▸ **What to work on**:
Reproduce each of the lines below word for word, in the same order.

▸ **Listed entries**:
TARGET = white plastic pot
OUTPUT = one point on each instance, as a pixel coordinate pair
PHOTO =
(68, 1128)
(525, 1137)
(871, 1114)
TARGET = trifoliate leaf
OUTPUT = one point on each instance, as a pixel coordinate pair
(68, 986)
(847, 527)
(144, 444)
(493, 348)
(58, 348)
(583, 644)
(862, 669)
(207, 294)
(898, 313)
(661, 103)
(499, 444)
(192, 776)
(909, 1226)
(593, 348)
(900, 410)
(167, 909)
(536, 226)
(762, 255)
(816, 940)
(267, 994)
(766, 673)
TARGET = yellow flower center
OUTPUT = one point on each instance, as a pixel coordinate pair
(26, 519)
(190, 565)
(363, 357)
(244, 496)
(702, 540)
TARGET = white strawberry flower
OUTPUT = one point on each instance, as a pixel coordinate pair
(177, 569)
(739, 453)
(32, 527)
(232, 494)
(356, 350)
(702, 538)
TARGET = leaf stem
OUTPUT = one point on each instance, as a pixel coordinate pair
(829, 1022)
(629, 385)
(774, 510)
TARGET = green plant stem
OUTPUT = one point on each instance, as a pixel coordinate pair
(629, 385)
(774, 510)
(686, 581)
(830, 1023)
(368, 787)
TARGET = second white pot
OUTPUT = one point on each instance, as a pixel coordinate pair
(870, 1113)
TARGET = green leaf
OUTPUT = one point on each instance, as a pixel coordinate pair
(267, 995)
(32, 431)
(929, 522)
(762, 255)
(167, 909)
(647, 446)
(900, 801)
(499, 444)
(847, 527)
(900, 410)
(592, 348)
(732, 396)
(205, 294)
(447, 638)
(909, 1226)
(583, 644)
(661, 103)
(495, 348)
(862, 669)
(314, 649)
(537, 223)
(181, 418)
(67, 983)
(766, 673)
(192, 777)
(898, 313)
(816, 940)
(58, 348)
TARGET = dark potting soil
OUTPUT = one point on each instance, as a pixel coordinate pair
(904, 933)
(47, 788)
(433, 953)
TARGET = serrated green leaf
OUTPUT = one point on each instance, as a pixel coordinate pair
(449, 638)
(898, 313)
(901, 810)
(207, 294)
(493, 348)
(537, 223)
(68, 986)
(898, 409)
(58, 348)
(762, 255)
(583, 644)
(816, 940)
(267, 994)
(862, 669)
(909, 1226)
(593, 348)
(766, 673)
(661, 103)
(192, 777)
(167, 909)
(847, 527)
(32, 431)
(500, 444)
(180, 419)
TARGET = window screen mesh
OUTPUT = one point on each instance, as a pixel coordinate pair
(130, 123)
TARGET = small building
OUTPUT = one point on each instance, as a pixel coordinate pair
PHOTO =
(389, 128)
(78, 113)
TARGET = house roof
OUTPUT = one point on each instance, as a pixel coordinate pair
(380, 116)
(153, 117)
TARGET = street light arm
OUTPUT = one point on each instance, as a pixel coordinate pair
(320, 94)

▸ **Result**:
TARGET = white plastic pot
OUTPUT = one point on each instance, as a pixel coordinate pair
PHOTO =
(68, 1128)
(525, 1137)
(871, 1114)
TARGET = trifoliate leaf
OUTPUT = one point on each instance, as a pixel coordinate pair
(68, 986)
(847, 527)
(144, 444)
(493, 348)
(58, 348)
(583, 644)
(862, 669)
(207, 294)
(898, 313)
(661, 103)
(499, 444)
(192, 776)
(909, 1226)
(593, 348)
(900, 410)
(167, 909)
(536, 226)
(762, 255)
(816, 940)
(267, 994)
(766, 673)
TARGET = yellow flower center
OUTPUT = one point on each instance, as a pixel coordinate pair
(26, 519)
(190, 565)
(363, 357)
(244, 496)
(702, 540)
TARGET = white strawberry flower
OUTPUT = one point on each instance, as a pixel coordinate pair
(177, 569)
(739, 453)
(32, 527)
(232, 494)
(356, 350)
(702, 538)
TARGET = leaf stem
OUTPUT = one point on each instance, as a pixel coordinate pair
(829, 1022)
(629, 385)
(774, 510)
TARGET = green plant stem
OUTPUT = one point on each instance, as a pixel coordinate pair
(629, 385)
(774, 510)
(686, 581)
(830, 1023)
(368, 787)
TARGET = second white pot
OUTPUT = one point on each instance, as a pixel coordinate pair
(870, 1113)
TARGET = green leaf
OUTPUT = one point on each instance, as a pixel coordinate pair
(267, 995)
(32, 431)
(929, 522)
(762, 255)
(167, 909)
(647, 446)
(900, 801)
(499, 444)
(847, 527)
(900, 410)
(592, 348)
(732, 396)
(205, 294)
(447, 638)
(909, 1226)
(583, 644)
(661, 103)
(495, 348)
(862, 669)
(314, 649)
(537, 223)
(181, 418)
(67, 983)
(766, 673)
(192, 777)
(898, 313)
(816, 940)
(58, 348)
TARGET = dark potting soil
OUTPUT = one point on each instance, as a pixel coordinate pair
(904, 933)
(47, 788)
(433, 953)
TARGET = serrated green leaf
OUTPUT = one point on each instance, as a pixel coordinate pair
(449, 638)
(898, 313)
(901, 810)
(207, 294)
(493, 348)
(537, 223)
(68, 986)
(898, 409)
(58, 348)
(762, 255)
(583, 644)
(816, 940)
(267, 994)
(862, 669)
(909, 1226)
(593, 348)
(766, 673)
(661, 103)
(192, 777)
(167, 909)
(847, 527)
(32, 431)
(500, 444)
(180, 419)
TARGET = window screen mesh
OUTPUT = one point on each instance, as a pixel coordinate pair
(130, 123)
TARGET = small building
OUTPUT = one point on each instance, as a pixel coordinate pair
PHOTO =
(389, 128)
(78, 113)
TARGET = house roof
OUTPUT = one point on each instance, as a pixel coordinate pair
(380, 116)
(153, 117)
TARGET = street light arm
OUTPUT = one point on each instance, as a pixel coordinate pair
(320, 94)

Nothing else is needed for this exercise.